-- Start ENTRIES PROVIDED --

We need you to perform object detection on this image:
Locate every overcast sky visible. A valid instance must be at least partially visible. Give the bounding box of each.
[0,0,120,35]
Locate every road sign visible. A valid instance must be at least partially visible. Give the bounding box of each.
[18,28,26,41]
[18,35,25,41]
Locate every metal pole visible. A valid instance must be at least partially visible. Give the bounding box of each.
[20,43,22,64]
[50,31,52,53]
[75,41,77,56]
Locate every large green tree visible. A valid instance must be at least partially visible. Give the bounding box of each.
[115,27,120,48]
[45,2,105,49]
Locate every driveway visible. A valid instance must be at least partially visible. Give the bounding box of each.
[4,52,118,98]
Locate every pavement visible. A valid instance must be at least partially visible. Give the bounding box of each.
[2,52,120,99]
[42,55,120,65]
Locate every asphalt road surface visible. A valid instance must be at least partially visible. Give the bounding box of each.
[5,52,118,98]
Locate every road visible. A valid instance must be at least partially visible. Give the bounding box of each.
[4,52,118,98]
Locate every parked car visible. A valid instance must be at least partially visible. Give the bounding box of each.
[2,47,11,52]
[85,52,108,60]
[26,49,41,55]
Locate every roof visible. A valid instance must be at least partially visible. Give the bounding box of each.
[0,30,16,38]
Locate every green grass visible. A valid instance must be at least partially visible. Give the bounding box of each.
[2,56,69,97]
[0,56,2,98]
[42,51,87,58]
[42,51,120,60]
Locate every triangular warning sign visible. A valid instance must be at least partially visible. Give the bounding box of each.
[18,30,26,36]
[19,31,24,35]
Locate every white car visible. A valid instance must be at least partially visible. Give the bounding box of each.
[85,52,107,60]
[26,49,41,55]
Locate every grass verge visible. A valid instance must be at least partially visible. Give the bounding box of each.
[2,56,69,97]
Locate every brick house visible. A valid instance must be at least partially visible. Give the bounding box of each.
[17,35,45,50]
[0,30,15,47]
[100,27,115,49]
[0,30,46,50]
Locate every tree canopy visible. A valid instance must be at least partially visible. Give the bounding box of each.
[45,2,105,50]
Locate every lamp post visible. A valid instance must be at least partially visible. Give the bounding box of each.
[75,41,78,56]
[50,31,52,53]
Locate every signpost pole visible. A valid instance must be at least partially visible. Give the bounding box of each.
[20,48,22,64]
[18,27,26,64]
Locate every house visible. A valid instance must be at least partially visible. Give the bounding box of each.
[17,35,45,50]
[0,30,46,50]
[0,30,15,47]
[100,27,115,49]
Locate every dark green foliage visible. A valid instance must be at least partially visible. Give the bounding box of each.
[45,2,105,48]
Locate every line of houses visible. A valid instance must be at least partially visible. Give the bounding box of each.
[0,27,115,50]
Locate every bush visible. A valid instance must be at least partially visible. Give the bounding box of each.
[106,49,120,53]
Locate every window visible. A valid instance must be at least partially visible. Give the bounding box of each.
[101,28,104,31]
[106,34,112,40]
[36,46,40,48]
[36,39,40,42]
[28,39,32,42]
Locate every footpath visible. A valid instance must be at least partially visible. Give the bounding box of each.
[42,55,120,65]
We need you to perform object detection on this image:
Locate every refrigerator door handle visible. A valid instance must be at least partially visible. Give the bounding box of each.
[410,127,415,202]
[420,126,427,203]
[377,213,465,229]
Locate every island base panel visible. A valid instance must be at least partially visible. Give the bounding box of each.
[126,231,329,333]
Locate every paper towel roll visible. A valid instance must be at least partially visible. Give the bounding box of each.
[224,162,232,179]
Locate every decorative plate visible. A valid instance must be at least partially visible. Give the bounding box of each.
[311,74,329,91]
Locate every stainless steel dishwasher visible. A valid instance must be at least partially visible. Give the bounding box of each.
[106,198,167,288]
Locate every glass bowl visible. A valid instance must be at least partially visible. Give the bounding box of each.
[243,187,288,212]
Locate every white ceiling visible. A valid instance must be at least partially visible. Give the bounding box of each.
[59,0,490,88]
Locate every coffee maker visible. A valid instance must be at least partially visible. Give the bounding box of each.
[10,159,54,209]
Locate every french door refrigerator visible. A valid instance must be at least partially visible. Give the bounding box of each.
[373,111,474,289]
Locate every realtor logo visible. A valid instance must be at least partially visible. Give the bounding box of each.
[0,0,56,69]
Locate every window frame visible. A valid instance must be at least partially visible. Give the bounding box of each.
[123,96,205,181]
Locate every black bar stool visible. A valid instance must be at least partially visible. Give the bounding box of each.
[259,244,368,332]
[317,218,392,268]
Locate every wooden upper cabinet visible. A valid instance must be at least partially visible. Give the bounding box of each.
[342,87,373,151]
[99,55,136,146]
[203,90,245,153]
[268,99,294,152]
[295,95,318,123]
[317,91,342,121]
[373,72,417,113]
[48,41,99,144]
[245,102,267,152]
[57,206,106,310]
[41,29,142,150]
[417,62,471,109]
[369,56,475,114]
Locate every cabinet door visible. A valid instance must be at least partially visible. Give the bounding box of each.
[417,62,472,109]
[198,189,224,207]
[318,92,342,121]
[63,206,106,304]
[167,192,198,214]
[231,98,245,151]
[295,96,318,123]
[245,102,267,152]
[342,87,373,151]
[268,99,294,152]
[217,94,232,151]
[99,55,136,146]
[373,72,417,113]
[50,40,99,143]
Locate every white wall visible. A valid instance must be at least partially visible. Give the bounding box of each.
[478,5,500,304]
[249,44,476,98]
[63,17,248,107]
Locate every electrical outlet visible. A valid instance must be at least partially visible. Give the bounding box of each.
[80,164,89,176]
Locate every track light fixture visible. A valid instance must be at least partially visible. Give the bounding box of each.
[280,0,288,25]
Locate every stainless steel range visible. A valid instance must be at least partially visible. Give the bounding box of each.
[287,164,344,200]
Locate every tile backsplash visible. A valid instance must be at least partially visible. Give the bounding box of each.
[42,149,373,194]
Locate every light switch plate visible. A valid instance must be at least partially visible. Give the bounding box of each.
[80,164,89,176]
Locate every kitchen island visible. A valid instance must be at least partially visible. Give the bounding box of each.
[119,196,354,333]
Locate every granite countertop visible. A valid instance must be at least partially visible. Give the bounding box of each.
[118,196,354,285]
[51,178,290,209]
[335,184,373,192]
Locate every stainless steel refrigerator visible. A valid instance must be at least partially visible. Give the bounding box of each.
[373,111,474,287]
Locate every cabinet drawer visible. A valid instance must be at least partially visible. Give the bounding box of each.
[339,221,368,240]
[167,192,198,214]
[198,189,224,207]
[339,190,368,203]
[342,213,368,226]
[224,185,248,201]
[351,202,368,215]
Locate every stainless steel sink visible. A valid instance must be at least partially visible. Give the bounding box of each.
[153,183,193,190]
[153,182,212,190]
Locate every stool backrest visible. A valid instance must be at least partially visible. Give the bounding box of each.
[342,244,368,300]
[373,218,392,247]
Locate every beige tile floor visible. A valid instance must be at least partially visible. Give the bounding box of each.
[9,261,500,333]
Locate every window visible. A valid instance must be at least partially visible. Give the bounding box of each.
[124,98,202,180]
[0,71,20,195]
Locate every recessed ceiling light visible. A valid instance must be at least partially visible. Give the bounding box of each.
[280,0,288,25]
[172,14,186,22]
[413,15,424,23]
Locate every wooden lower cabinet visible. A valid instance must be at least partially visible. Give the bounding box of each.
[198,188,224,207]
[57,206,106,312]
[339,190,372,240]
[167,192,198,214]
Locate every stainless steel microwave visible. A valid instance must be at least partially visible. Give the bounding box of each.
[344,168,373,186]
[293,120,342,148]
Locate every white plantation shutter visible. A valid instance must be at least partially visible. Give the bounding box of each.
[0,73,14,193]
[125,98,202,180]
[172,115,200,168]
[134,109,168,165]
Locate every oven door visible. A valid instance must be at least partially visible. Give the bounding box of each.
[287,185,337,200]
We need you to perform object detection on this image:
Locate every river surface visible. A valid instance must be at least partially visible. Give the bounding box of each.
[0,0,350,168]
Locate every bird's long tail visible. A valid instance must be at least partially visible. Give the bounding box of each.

-- End ENTRIES PROVIDED --

WHAT NEEDS TO BE DONE: Starting at the first line of the rows and stopping after the line that contains "[0,0,120,35]", rewrite those lines as a numbered list, skipping any blank lines.

TASK SOLUTION:
1. We need you to perform object detection on this image:
2. Locate every overcast sky visible. A valid instance must be at least partially visible. Give the bounding box of each.
3. [0,0,120,35]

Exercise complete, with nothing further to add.